Friday, March 24, 2017

Ode to Suffering

This past year I have navigated a completely foreign land—caring for my dying father in his home, then for his widow with dementia. It has been a year of sacrifice without a thought, or emotional bandwidth to consider a thought, of what I wanted or needed. But that was fine. I knew I had a rare opportunity to usher a dear woman down a difficult path to her final days, and she was all that mattered. I'll write about Jamie's last two months soon, but I'm not quite ready. Instead, I write this ode to sacrifice, to suffering, because I've learned to appreciate it profoundly.

Suffering is a perfect foundation for happiness. That doesn’t matter in the throes of it, but in retrospect I believe that the pure joy I feel just looking up at the sky might have something to do with the deprivation of simple pleasures which lasted most of my life.

Work instructions | From the post about suffering, reproduce word for word the passage that opens with "This past year" and closes with "appreciate it profoundly.".

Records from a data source
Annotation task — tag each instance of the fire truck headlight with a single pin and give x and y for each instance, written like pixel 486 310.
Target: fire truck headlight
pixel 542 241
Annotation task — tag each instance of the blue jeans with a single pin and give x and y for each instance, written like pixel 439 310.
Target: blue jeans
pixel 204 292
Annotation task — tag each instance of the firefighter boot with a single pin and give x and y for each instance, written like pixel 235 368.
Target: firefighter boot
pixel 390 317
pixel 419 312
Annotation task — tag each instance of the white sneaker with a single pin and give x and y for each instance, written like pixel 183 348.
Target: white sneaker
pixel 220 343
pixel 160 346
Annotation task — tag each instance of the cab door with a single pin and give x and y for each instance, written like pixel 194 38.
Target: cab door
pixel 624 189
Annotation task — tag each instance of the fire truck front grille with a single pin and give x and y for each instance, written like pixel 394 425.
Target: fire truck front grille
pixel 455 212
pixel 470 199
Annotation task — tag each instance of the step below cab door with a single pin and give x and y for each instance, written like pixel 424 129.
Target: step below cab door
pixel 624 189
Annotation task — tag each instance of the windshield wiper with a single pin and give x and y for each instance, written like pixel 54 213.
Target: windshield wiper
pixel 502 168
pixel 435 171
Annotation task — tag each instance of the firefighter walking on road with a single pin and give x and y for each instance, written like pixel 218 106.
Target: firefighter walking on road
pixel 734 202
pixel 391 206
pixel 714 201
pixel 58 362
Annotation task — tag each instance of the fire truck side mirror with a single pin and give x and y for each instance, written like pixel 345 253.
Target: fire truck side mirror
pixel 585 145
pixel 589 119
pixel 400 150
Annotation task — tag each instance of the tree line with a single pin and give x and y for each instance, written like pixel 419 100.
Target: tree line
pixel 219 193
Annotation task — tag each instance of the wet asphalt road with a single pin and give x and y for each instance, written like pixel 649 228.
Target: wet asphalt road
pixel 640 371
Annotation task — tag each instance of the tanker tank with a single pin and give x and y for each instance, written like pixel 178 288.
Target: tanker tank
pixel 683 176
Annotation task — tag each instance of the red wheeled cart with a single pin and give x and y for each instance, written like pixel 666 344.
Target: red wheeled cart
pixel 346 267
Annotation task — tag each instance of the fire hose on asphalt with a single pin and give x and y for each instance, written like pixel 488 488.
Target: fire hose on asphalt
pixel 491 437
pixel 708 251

Response box |
This past year I have navigated a completely foreign land—caring for my dying father in his home, then for his widow with dementia. It has been a year of sacrifice without a thought, or emotional bandwidth to consider a thought, of what I wanted or needed. But that was fine. I knew I had a rare opportunity to usher a dear woman down a difficult path to her final days, and she was all that mattered. I'll write about Jamie's last two months soon, but I'm not quite ready. Instead, I write this ode to sacrifice, to suffering, because I've learned to appreciate it profoundly.